**Entries supplied**
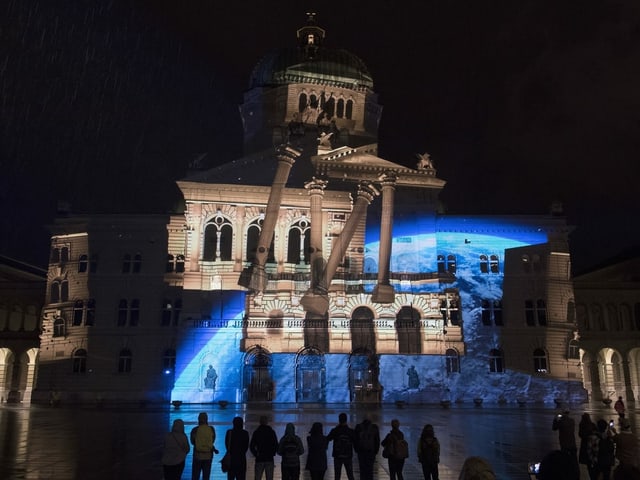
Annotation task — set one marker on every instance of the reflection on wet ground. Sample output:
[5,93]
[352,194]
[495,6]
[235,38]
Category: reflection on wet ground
[126,443]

**What is being asked**
Render the listing above as a Markdown table with the columns Row and Line, giving each non-blank line its own numbered row and omitting blank lines. Exclude the pictures from the table.

**Task solution**
| Row | Line |
|---|---|
| 1 | Annotation task — set one marker on every instance of the reflection on wet ground. Sample output: |
| 2 | [5,93] |
| 3 | [352,194] |
| 4 | [495,6] |
| 5 | [235,38] |
| 6 | Category: reflection on wet ground |
| 7 | [126,443] |